▸ **Required work**
Copy out the part of the items below that begins with the line containing "green field in the image above." and runs through the end of the items, reproducing each line verbatim and leaving out the pictures.

*****

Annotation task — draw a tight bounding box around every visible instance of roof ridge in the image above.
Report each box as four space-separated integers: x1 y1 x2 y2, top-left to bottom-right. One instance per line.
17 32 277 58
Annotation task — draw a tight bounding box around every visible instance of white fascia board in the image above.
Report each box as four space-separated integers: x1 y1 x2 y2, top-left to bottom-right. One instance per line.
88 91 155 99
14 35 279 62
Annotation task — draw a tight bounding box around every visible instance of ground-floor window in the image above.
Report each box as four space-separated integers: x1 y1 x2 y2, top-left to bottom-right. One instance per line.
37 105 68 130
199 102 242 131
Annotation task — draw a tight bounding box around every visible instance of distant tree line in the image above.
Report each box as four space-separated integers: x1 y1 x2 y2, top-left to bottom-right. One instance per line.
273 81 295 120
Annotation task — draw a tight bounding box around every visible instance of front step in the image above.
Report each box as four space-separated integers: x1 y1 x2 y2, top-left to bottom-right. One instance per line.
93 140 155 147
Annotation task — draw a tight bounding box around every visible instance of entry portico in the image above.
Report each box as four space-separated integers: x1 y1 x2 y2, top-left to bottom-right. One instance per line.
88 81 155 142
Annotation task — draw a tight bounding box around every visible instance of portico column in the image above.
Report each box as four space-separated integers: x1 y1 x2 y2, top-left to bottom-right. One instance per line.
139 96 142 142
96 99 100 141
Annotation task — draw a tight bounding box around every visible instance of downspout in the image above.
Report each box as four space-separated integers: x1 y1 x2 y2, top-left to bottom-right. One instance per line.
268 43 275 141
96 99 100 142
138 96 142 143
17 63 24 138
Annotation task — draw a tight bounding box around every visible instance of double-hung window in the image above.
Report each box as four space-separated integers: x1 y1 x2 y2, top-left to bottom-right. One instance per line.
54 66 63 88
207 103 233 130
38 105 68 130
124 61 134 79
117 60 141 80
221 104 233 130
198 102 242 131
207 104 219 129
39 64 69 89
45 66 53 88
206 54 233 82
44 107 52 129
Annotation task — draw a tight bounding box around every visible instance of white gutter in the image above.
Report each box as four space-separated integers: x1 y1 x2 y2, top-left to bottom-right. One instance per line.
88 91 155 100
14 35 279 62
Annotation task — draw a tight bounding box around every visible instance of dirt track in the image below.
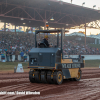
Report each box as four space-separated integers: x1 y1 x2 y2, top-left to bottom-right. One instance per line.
0 69 100 100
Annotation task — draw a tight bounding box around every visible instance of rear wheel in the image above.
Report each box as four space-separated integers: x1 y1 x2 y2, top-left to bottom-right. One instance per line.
53 71 63 84
47 71 53 83
29 71 35 83
74 70 82 81
41 71 47 83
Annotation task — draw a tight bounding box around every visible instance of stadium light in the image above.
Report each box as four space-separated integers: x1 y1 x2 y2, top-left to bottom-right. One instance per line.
20 18 24 20
50 17 54 21
82 2 85 6
93 5 96 8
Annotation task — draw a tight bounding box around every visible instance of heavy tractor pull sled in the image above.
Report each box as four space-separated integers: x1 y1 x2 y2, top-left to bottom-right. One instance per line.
28 30 84 84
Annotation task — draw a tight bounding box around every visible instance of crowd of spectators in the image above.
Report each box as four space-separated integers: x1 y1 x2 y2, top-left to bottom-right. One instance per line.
0 33 100 60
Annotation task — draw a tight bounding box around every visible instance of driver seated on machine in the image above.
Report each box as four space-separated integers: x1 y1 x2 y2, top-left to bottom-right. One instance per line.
38 35 51 48
43 35 50 47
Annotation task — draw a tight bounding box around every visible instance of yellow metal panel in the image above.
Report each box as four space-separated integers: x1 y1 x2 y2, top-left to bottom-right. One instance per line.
69 68 79 78
61 59 73 63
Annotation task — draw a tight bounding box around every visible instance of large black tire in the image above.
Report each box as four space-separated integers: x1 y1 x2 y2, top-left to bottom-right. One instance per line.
73 70 82 81
53 71 63 85
41 71 47 83
29 71 35 83
47 71 54 84
34 71 41 82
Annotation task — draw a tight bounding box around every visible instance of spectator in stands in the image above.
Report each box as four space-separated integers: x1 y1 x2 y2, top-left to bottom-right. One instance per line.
6 50 9 62
15 50 19 61
9 50 13 61
20 51 24 61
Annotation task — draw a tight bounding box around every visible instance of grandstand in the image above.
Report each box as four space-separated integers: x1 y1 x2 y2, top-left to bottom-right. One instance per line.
0 0 100 61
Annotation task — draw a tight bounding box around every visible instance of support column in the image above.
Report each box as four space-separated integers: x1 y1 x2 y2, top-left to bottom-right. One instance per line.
85 23 86 48
15 25 16 34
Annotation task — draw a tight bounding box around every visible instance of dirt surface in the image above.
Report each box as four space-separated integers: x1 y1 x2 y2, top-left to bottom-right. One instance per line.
0 68 100 100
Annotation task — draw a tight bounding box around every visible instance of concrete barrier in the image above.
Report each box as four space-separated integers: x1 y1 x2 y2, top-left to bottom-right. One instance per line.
0 55 100 61
64 55 100 60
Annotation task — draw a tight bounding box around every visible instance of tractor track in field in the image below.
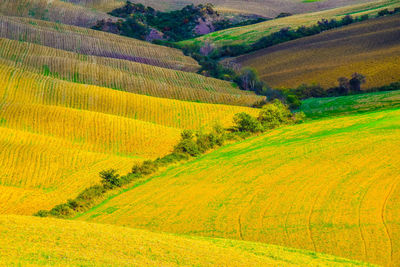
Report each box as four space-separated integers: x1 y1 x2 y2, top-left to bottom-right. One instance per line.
381 181 397 265
238 191 259 240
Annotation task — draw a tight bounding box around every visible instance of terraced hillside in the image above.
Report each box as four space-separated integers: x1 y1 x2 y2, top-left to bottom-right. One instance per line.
0 38 263 106
79 109 400 266
233 15 400 88
0 0 114 27
180 0 400 47
0 16 199 71
0 216 376 266
0 61 257 214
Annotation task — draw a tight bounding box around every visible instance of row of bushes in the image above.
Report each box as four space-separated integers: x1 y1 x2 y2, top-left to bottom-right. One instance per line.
281 73 400 101
35 100 304 218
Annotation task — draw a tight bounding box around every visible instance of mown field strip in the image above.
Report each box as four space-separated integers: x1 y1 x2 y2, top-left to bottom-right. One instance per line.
0 216 371 266
79 109 400 266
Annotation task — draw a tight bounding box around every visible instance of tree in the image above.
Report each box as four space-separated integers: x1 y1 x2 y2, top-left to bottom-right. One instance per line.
239 68 264 93
338 77 350 95
349 72 365 92
233 112 263 133
100 169 122 189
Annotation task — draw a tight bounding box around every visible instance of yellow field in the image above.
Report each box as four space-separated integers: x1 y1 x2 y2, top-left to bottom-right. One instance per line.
0 58 258 214
0 216 376 266
233 15 400 88
80 109 400 266
0 0 115 27
0 38 263 106
181 0 400 46
0 16 199 71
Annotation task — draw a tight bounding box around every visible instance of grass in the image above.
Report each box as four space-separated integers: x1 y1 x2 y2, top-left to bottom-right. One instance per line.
233 14 400 88
0 0 115 28
0 59 258 214
0 216 376 266
0 16 199 71
300 91 400 119
79 109 400 265
180 0 400 47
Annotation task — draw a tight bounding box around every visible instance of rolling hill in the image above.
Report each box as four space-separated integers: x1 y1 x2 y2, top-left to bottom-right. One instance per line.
0 216 371 266
0 61 258 214
0 0 115 27
79 105 400 266
232 15 400 88
0 16 199 71
180 0 400 47
68 0 380 17
300 91 400 119
0 38 263 106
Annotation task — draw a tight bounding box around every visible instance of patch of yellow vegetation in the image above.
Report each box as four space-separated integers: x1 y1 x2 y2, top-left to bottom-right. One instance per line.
0 58 258 214
80 109 400 266
0 38 263 106
0 16 199 71
234 15 400 88
0 216 376 266
181 0 400 46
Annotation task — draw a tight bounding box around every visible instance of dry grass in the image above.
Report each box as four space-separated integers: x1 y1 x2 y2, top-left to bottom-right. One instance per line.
0 16 199 71
0 38 262 106
0 216 376 266
0 0 114 27
80 109 400 266
0 61 258 214
234 15 400 88
181 0 400 46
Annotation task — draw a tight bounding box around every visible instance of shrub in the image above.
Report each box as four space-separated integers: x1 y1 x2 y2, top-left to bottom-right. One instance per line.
50 204 74 218
233 112 263 133
257 99 293 129
34 210 50 217
100 169 121 189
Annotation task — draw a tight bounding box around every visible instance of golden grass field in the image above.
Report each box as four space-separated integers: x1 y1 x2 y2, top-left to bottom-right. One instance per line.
0 0 115 27
0 38 263 106
232 15 400 88
0 215 371 266
180 0 400 47
79 109 400 266
68 0 382 17
0 57 258 214
0 16 199 71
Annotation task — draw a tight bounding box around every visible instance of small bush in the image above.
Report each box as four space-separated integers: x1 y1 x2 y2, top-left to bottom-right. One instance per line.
49 204 74 218
100 169 121 189
34 210 50 217
257 99 293 129
233 112 263 133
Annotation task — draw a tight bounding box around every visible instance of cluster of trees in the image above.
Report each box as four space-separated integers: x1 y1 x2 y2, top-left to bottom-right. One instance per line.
282 72 400 104
93 1 265 42
35 100 304 218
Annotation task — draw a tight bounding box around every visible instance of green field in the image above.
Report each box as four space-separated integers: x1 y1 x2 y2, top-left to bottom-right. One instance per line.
180 0 400 47
79 105 400 265
300 91 400 118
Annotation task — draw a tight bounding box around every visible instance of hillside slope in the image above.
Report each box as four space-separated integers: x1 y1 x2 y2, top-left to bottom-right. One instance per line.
233 15 400 88
67 0 378 17
0 60 258 214
0 38 263 106
180 0 400 47
0 16 199 71
0 0 115 27
0 216 376 266
79 109 400 266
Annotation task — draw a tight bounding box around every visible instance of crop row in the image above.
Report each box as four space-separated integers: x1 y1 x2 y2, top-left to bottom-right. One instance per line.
0 16 198 71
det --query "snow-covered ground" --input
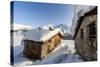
[14,33,83,66]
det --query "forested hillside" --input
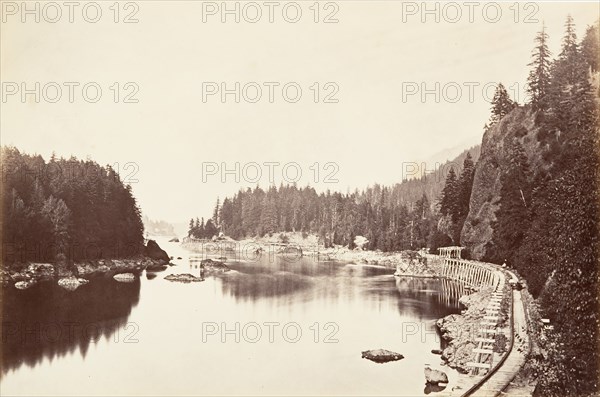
[190,17,600,396]
[189,147,479,251]
[1,147,144,264]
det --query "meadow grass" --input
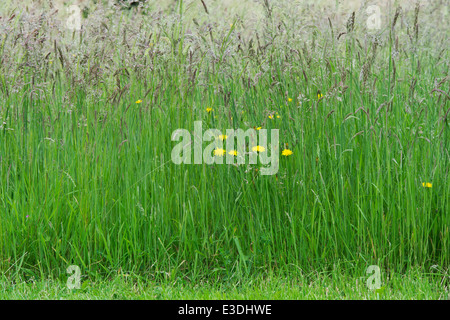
[0,1,450,298]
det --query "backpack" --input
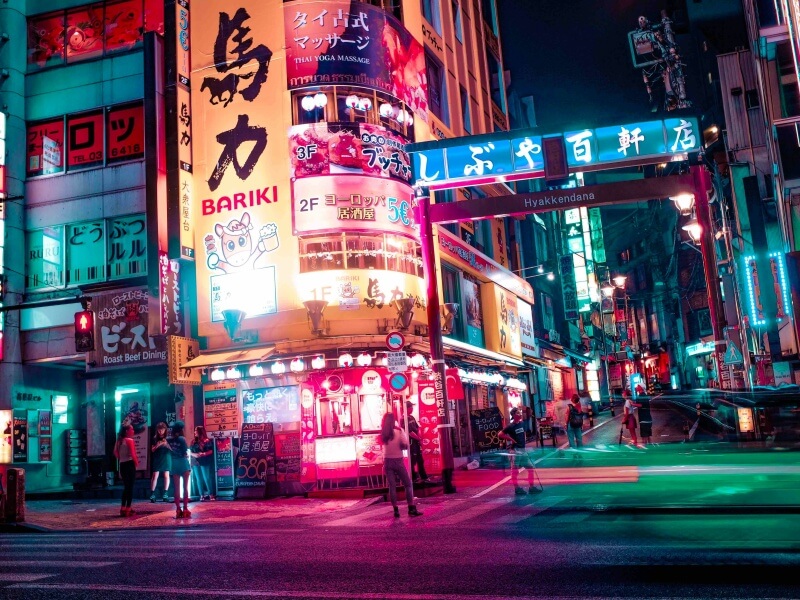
[569,406,583,428]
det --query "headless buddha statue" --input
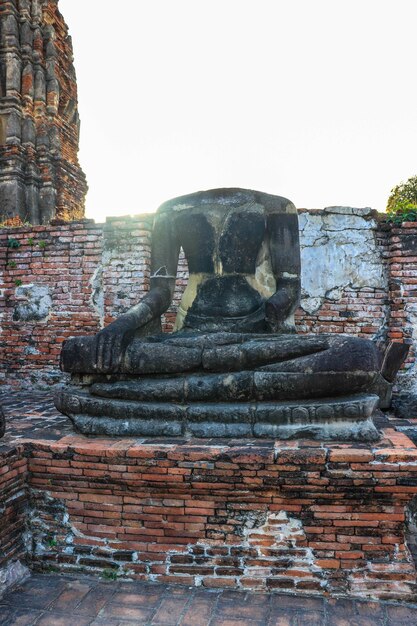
[56,189,407,440]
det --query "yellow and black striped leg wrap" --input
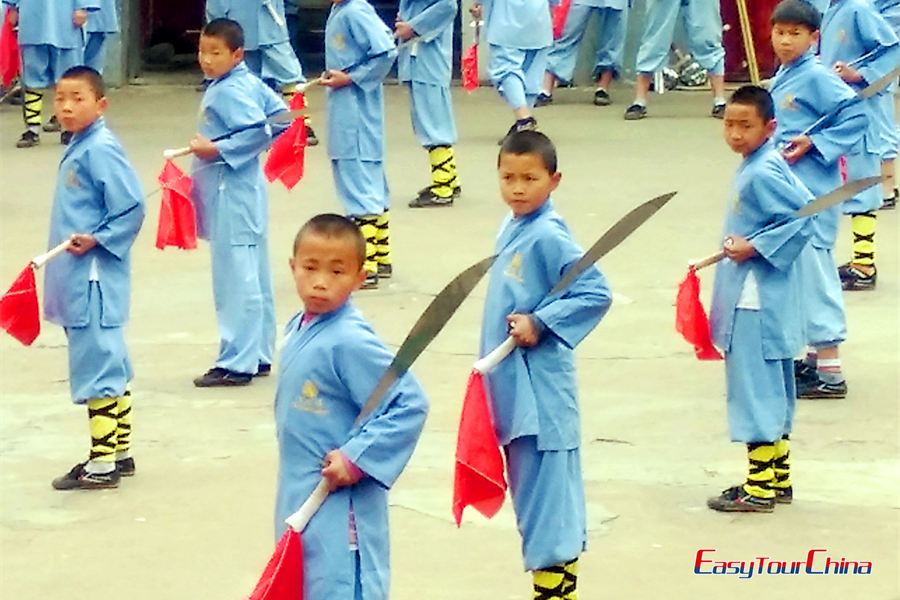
[850,211,876,265]
[744,442,775,499]
[532,558,578,600]
[87,398,118,465]
[428,146,459,198]
[22,89,44,133]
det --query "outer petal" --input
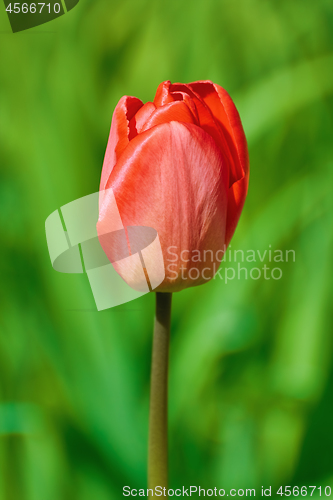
[141,101,197,132]
[100,96,143,189]
[97,122,228,291]
[129,102,156,136]
[154,80,174,107]
[190,81,250,245]
[189,81,249,182]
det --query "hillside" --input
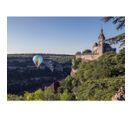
[8,49,125,100]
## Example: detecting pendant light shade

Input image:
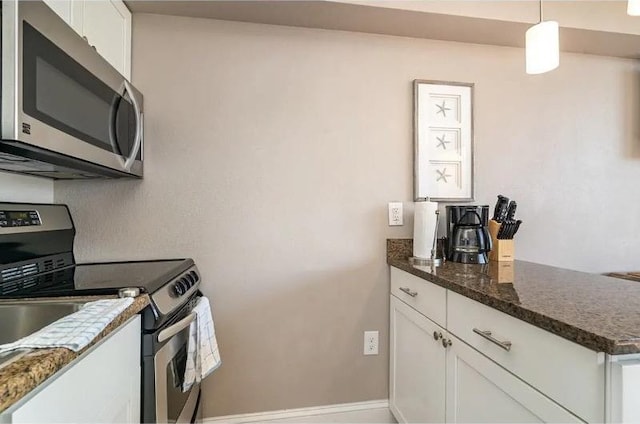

*****

▸ **Task result**
Annotation task — draw a tight bounding box around every visible instance of green field in the image above.
Report each box as four space-separated integers: x1 y1 x2 y2, top-left to bottom-right. One instance per line.
180 0 400 47
79 105 400 265
300 91 400 118
Annotation task — draw a tight bounding box around every visible instance of hillside slope in the image above.
Report each box as four space-separated integers: x1 y1 x2 y2, top-left to bottom-right. One instance per line.
233 15 400 88
67 0 378 17
0 60 258 214
0 38 263 106
180 0 400 47
0 16 199 71
0 0 115 27
0 216 376 266
79 109 400 266
Annotation task — draw a tight bounding box around every visible instance of crop row in the image above.
Report each box as four space-separated integers: x1 y1 x2 y2, top-left to bottom-right. One instance per line.
0 16 198 71
det --query "snow-covered ground" --input
[14,33,83,66]
det --query "forested hillside" --input
[190,17,600,396]
[189,147,479,251]
[1,147,144,264]
det --query "meadow grass" --input
[0,1,450,298]
det --query "backpack" --input
[569,406,583,428]
det --query "headless buddha statue" --input
[56,189,407,440]
det --query "yellow and black striped leg wrap" --input
[850,211,876,265]
[744,442,775,499]
[532,558,578,600]
[87,398,118,465]
[428,146,459,198]
[22,89,44,133]
det --query "outer petal" --input
[141,101,197,132]
[100,96,143,189]
[97,122,228,291]
[129,102,156,136]
[154,80,174,107]
[190,81,250,245]
[189,81,249,182]
det --query "hillside" --input
[8,49,125,100]
## Example: detecting pendant light shade

Input image:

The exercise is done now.